Stored items from a collection
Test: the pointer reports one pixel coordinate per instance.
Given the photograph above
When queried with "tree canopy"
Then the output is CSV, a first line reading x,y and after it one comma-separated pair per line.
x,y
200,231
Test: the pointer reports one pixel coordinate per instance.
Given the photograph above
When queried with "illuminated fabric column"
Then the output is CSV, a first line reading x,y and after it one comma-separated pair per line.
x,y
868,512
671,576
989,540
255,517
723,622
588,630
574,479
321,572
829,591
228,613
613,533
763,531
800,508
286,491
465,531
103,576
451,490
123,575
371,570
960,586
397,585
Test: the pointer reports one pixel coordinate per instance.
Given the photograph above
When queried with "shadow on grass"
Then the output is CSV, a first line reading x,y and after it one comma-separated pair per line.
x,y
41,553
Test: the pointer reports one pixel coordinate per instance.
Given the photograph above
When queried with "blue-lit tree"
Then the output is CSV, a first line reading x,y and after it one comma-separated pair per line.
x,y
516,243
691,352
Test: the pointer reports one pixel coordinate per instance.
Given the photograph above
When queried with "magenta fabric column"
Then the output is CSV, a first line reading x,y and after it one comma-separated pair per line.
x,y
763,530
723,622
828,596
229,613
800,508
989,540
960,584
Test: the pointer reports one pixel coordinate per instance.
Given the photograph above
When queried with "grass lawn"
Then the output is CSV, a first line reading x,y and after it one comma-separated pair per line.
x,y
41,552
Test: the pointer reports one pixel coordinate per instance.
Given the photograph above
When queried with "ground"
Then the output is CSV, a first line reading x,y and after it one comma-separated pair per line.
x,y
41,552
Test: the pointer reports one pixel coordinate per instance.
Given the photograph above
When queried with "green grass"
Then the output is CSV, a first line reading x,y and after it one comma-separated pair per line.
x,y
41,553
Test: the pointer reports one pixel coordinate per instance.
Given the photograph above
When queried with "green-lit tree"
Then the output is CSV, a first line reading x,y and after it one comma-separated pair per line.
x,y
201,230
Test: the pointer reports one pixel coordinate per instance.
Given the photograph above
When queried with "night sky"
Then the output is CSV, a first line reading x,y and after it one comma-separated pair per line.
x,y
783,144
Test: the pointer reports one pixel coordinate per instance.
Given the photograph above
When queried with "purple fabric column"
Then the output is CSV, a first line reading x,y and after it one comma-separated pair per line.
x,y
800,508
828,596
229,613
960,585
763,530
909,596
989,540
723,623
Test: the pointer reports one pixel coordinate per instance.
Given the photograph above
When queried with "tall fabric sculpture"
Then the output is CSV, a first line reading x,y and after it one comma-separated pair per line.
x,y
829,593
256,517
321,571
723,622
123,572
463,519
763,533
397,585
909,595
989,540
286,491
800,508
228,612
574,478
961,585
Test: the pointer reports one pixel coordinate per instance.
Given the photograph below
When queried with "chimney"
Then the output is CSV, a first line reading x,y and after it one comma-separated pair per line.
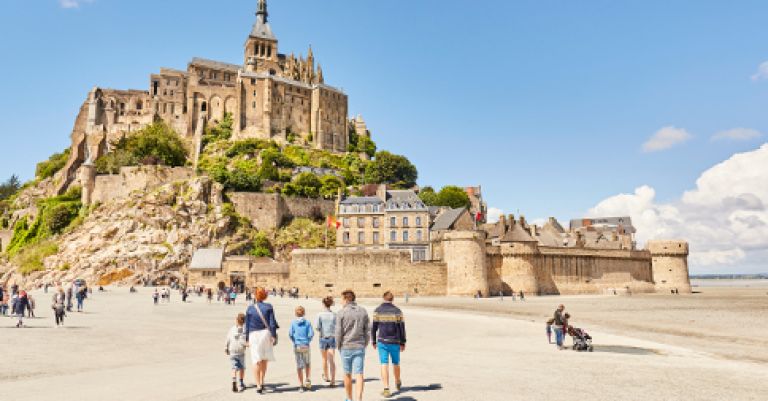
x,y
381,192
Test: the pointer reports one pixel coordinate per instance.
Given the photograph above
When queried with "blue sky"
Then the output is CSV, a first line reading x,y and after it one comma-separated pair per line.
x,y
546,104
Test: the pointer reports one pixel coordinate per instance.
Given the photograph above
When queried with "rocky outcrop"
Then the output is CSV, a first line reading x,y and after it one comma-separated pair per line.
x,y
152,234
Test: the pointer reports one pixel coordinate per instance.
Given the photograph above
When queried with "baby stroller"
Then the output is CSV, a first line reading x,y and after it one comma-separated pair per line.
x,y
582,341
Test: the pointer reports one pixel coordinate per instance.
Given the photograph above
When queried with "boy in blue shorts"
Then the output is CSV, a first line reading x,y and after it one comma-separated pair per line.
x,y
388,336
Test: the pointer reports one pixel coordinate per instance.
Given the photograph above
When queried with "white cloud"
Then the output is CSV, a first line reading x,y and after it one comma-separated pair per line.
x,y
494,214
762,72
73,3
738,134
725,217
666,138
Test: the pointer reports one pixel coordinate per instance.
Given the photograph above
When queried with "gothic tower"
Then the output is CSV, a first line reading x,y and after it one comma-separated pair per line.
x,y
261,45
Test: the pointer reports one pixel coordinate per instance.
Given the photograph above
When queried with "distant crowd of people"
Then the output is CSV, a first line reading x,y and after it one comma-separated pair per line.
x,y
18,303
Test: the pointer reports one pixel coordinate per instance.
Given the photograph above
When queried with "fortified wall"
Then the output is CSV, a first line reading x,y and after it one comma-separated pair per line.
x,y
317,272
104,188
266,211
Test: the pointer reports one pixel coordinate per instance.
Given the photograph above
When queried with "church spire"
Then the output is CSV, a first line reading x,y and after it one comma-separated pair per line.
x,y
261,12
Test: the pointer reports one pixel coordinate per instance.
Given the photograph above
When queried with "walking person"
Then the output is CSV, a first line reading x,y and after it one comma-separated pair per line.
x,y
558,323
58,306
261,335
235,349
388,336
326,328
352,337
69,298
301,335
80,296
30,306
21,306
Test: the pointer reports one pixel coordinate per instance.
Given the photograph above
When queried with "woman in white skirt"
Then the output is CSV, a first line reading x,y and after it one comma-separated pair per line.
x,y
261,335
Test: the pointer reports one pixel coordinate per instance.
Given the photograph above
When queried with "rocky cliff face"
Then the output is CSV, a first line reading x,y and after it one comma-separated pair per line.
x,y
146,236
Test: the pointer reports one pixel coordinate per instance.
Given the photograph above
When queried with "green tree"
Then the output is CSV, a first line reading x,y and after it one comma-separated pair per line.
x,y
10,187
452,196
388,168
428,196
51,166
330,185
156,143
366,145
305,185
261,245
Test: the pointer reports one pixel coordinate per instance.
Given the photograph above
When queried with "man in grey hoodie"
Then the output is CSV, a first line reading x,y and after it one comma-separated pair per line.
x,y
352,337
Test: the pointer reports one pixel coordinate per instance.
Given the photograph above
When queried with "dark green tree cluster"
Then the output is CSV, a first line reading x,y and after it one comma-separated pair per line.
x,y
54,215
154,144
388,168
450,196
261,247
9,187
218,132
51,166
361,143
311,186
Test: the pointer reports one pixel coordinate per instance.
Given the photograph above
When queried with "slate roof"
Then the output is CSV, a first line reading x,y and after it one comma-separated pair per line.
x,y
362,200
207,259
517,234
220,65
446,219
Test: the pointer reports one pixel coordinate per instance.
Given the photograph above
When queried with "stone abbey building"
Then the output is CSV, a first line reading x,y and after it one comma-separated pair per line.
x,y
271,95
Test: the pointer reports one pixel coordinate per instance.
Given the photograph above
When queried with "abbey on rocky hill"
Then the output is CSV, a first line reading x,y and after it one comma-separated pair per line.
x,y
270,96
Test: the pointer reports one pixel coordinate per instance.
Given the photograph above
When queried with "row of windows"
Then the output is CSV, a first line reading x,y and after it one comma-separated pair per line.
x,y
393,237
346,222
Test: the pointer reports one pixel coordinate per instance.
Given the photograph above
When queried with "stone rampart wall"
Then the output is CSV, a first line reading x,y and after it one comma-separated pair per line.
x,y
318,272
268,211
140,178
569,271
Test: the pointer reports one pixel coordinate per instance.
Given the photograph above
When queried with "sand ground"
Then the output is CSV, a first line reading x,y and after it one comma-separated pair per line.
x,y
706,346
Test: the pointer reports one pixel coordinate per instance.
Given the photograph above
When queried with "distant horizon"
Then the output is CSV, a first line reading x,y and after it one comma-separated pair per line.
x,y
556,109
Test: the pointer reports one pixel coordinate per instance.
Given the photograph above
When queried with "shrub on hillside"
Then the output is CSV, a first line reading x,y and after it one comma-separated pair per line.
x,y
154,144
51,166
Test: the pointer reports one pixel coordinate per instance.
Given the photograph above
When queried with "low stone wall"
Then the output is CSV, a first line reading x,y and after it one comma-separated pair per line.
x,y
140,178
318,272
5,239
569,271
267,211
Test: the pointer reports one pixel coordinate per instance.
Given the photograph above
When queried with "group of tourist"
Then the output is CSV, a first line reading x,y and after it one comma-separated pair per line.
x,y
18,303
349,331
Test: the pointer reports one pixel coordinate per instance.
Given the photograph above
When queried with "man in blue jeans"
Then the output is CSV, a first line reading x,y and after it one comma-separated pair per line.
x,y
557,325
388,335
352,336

* * *

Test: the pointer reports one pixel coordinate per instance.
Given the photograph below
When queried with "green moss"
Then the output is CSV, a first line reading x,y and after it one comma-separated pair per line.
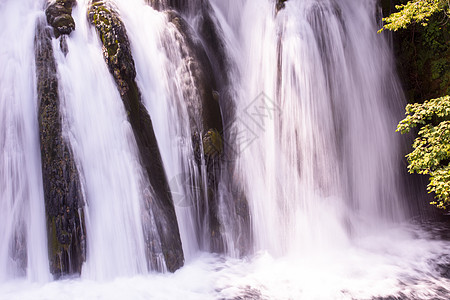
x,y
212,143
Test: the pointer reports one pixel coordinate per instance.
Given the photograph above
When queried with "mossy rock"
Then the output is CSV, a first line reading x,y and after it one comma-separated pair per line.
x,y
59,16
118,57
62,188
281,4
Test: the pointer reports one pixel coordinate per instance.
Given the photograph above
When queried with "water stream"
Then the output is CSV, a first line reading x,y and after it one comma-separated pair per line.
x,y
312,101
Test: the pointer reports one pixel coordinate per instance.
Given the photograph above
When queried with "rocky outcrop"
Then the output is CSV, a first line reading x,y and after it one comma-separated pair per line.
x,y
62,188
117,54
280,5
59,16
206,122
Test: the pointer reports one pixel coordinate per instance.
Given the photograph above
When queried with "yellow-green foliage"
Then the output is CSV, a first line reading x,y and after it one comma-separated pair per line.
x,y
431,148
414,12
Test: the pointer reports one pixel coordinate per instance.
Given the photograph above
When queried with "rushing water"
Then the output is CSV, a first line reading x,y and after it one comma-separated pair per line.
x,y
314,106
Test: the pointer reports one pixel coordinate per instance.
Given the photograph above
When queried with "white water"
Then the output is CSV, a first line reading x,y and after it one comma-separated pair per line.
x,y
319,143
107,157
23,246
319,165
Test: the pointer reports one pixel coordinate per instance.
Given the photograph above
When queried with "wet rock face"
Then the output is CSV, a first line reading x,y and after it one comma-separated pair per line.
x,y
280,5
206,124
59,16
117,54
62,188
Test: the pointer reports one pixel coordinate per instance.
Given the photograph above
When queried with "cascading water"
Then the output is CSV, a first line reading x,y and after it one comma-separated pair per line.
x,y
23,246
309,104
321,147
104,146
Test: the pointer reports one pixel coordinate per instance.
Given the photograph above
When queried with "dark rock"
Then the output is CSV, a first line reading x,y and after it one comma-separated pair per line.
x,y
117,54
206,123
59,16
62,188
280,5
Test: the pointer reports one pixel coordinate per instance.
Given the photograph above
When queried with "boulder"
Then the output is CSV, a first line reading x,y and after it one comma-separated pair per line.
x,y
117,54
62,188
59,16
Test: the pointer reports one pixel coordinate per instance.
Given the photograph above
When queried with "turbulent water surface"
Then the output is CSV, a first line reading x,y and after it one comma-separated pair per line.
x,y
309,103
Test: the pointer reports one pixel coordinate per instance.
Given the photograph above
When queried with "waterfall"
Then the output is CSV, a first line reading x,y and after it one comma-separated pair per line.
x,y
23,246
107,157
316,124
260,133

● **Assignment**
Where the string "white" turns up in a line of the data above, copy that whole line.

● **Task response**
When queried with "white cloud"
When queried with "woman in white skirt"
When queried with "white water"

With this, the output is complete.